Yang penting dari kritik ini adalah bahwa teks, dalam hal ini teks Alkitab, bukanlah suatu entitas tertutup yang bersifat self- referential dan otonom. Karena itu realitas tidak dapat direduksi menjadi teks. Kritik yang sama dapat ditujukan kepada kalangan penganut konsep wahyu proposisional yang menghadapi bahaya mereduksi wahyu ilahi menjadi semata-mata pernyataan-pernyataan proposisional. Keyakinan bahwa teks Alkitab adalah firman Tuhan tidak mengurangi fakta bahwa teks itu tidak menunjuk kepada dirinya sendiri. Teks itu mendapatkan wibawa dan otoritas bukan semata-mata (dan terutama) karena teks tersebut dapat membangun suatu dunia simbolik yang koheren. Dan bukan pula karena ia diterima sebagai suatu teks normatif oleh satu komunitas. Kebenaran dari teks (the truth of statement) tergantung sepenuhnya pada referensinya, yakni kesetiaan dan ketepatan dalam menunjuk kepada suatu realitas ontologis (the truth of being). Thomas Torrance mengemukakan hal ini dengan cara berikut:

Pernyataan-pernyataan Alkitabiah adalah benar bukan karena pernyataan-pernyataan itu menangkap kebenaran di dalam diri mereka sendiri, tetapi karena mereka menunjuk kepada kebenaran di luar mereka.... Pernyataan-pernyataan itu benar dalam artian mereka secara setia menunjuk kepada kebenaran - karena itulah, pernyataan- pernyataan Alkitabiah perlu dimengerti dan ditafsirkan menurut realitas yang mereka tunjuk, bukan sebaliknya."

● **Yang Harus Dikerjakan**
Jawab pertanyaan berikut berdasarkan cuplikan tentang teks Alkitab di atas.
(a) Menurut cuplikan itu, realitas tidak dapat direduksi menjadi apa?
(b) Kebenaran dari teks tergantung sepenuhnya pada apa?
(c) Dalam kutipan Thomas Torrance, pernyataan-pernyataan Alkitabiah perlu dimengerti dan ditafsirkan menurut apa?

● **Entri yang Diambil**

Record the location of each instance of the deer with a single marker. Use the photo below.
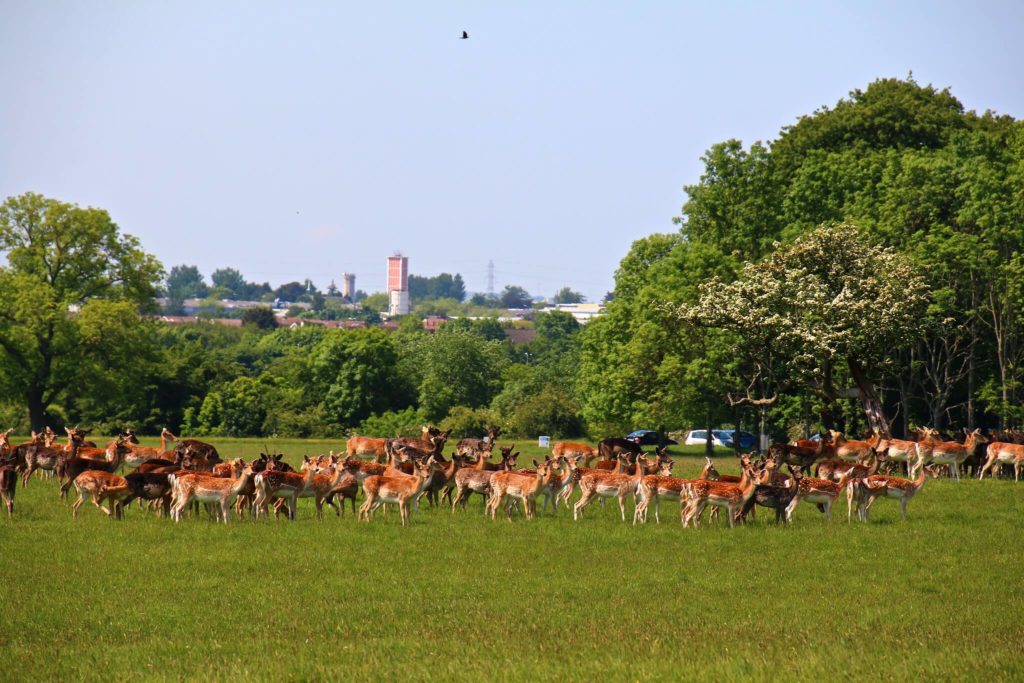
(477, 446)
(476, 479)
(142, 454)
(822, 492)
(945, 453)
(654, 487)
(212, 489)
(116, 452)
(731, 497)
(1004, 454)
(569, 450)
(398, 488)
(903, 491)
(148, 486)
(99, 485)
(858, 451)
(367, 445)
(835, 469)
(770, 493)
(521, 486)
(606, 484)
(38, 456)
(329, 476)
(610, 446)
(275, 483)
(8, 484)
(441, 479)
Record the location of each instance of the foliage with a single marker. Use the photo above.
(185, 282)
(514, 297)
(260, 316)
(393, 424)
(566, 295)
(443, 286)
(468, 422)
(453, 368)
(61, 259)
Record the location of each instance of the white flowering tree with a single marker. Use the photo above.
(830, 298)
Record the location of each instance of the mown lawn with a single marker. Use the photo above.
(461, 597)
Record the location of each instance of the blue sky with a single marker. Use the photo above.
(311, 138)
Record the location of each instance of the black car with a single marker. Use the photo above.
(648, 437)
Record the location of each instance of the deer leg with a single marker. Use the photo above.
(582, 503)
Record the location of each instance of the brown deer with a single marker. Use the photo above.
(115, 454)
(275, 483)
(857, 451)
(519, 486)
(731, 497)
(606, 484)
(99, 485)
(822, 492)
(476, 479)
(400, 488)
(367, 445)
(894, 487)
(212, 489)
(8, 484)
(570, 450)
(951, 454)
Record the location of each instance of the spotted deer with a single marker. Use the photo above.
(520, 486)
(895, 488)
(606, 484)
(275, 483)
(400, 488)
(212, 489)
(730, 497)
(822, 492)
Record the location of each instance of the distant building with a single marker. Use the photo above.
(348, 286)
(583, 312)
(397, 285)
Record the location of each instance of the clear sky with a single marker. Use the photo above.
(293, 139)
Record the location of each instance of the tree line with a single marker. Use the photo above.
(862, 269)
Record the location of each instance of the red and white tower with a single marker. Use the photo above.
(397, 285)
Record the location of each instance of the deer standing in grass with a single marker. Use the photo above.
(822, 492)
(274, 483)
(476, 479)
(212, 489)
(903, 491)
(518, 485)
(99, 485)
(952, 454)
(731, 497)
(606, 484)
(1003, 453)
(400, 488)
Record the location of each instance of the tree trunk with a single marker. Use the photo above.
(709, 443)
(868, 399)
(37, 409)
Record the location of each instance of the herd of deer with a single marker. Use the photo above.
(402, 471)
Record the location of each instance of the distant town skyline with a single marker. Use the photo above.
(311, 139)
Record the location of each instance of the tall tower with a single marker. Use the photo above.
(397, 285)
(348, 286)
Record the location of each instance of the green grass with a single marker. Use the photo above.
(461, 597)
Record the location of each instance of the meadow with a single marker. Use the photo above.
(461, 597)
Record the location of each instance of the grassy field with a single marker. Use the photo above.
(461, 597)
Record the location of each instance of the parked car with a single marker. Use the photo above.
(721, 437)
(648, 437)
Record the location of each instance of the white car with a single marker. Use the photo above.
(720, 437)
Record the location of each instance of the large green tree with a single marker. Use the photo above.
(61, 259)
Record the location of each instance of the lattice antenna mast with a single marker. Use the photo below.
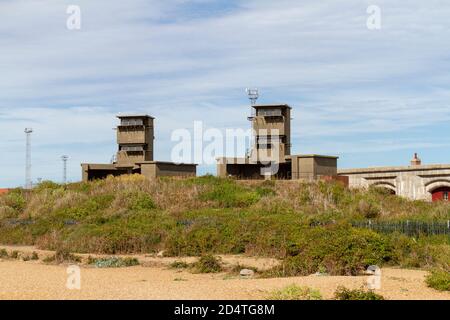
(253, 95)
(28, 183)
(64, 158)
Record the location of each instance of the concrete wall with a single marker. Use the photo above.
(163, 169)
(312, 166)
(412, 182)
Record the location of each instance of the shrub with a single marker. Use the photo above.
(343, 293)
(238, 267)
(337, 250)
(113, 262)
(439, 280)
(179, 265)
(294, 292)
(141, 201)
(228, 194)
(368, 209)
(62, 256)
(208, 264)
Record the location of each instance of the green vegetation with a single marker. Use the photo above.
(294, 292)
(308, 225)
(113, 262)
(207, 264)
(179, 265)
(62, 256)
(343, 293)
(3, 253)
(439, 279)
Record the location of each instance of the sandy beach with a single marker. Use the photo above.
(154, 280)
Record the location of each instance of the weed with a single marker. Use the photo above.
(439, 280)
(343, 293)
(179, 265)
(113, 262)
(207, 264)
(295, 292)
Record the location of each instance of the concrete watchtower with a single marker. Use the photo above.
(272, 126)
(135, 135)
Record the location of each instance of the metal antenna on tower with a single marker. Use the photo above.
(28, 183)
(253, 95)
(64, 158)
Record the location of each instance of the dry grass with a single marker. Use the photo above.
(207, 215)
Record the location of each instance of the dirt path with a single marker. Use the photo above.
(35, 280)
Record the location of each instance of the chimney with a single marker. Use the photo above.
(416, 161)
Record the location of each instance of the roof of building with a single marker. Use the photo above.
(272, 105)
(310, 156)
(120, 116)
(427, 167)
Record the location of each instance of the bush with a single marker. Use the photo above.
(337, 250)
(141, 201)
(439, 280)
(368, 209)
(113, 262)
(294, 292)
(343, 293)
(208, 264)
(226, 193)
(62, 256)
(179, 265)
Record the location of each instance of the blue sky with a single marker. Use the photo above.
(372, 97)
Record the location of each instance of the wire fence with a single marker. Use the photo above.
(410, 228)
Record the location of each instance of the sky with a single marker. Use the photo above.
(371, 97)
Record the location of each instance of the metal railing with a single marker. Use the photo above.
(410, 228)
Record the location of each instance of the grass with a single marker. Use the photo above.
(343, 293)
(210, 216)
(207, 264)
(113, 262)
(439, 279)
(295, 292)
(62, 256)
(179, 265)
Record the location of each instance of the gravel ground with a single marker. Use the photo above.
(35, 280)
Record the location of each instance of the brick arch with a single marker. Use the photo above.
(385, 184)
(435, 184)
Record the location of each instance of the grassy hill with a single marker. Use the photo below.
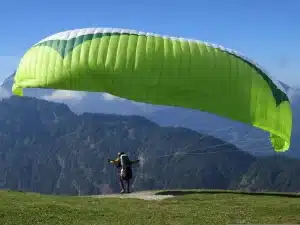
(193, 207)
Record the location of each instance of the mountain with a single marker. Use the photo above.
(47, 148)
(242, 135)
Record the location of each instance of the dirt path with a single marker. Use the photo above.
(146, 195)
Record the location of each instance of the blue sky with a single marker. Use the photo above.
(267, 31)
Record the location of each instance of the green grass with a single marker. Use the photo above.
(202, 207)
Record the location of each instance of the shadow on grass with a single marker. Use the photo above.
(189, 192)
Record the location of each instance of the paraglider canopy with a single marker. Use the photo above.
(159, 70)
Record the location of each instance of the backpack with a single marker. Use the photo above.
(125, 162)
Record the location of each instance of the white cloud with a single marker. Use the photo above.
(64, 95)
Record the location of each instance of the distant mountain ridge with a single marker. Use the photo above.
(47, 148)
(242, 135)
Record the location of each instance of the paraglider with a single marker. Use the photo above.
(159, 70)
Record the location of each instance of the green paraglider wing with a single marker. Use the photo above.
(159, 70)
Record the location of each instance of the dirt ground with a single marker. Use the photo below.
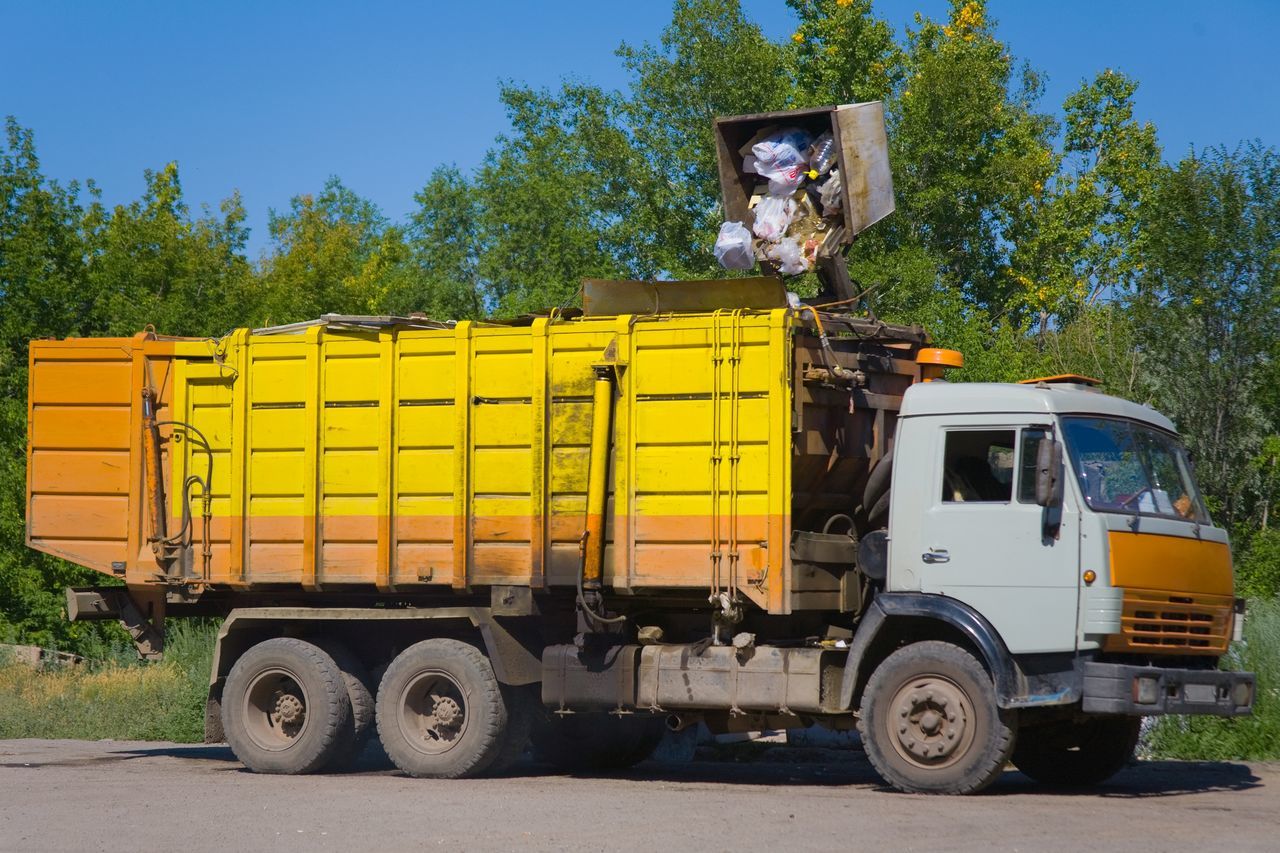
(123, 796)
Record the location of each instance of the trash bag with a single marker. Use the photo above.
(734, 246)
(772, 217)
(782, 159)
(830, 194)
(789, 256)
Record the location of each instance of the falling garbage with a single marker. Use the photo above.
(799, 187)
(734, 246)
(792, 210)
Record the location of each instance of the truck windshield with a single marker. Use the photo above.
(1124, 466)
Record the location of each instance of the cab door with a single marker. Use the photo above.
(964, 523)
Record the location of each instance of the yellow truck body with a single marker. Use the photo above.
(408, 457)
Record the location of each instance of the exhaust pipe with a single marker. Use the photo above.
(681, 721)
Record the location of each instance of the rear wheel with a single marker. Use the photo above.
(597, 742)
(440, 711)
(1077, 753)
(929, 721)
(521, 711)
(286, 707)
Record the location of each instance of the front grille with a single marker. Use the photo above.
(1173, 623)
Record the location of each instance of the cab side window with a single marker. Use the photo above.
(978, 465)
(1028, 465)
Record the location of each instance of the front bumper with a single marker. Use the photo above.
(1147, 690)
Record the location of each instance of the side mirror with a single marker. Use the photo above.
(1048, 471)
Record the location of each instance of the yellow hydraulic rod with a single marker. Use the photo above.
(597, 478)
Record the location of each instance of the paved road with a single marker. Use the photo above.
(123, 796)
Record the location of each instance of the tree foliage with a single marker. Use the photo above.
(1034, 237)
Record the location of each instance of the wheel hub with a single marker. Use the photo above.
(433, 712)
(931, 725)
(288, 708)
(448, 712)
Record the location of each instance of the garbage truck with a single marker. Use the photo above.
(686, 502)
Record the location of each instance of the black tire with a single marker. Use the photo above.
(929, 721)
(286, 707)
(521, 711)
(440, 711)
(361, 694)
(1077, 753)
(597, 742)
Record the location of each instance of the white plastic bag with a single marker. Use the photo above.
(772, 217)
(789, 256)
(830, 195)
(734, 246)
(782, 159)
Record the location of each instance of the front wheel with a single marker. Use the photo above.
(1077, 753)
(931, 724)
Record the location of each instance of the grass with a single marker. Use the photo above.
(1255, 738)
(118, 698)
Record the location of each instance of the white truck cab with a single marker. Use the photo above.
(1118, 521)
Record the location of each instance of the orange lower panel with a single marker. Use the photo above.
(1170, 564)
(663, 551)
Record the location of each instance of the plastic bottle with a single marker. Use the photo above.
(822, 155)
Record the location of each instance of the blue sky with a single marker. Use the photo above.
(273, 97)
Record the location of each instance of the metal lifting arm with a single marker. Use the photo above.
(589, 598)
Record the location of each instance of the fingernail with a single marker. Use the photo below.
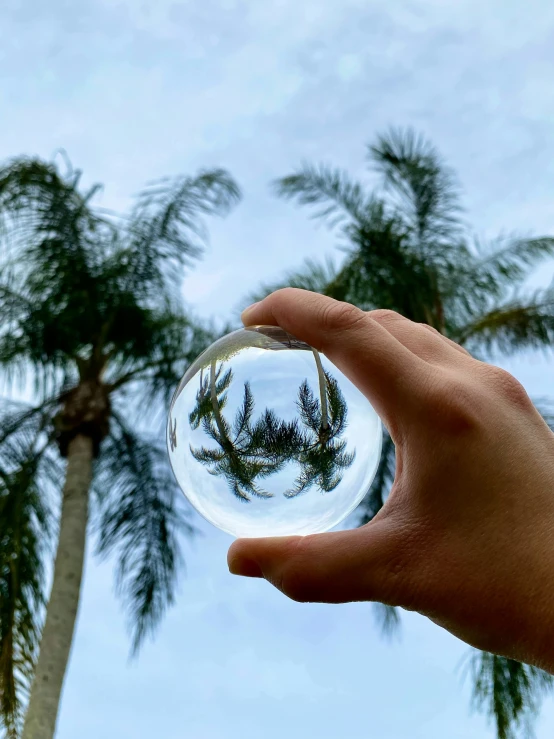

● **Jawaban Latihan**
(a) Menjadi teks.
(b) Pada referensinya, yakni kesetiaan dan ketepatan dalam menunjuk kepada suatu realitas ontologis.
(c) Menurut realitas yang mereka tunjuk, bukan sebaliknya.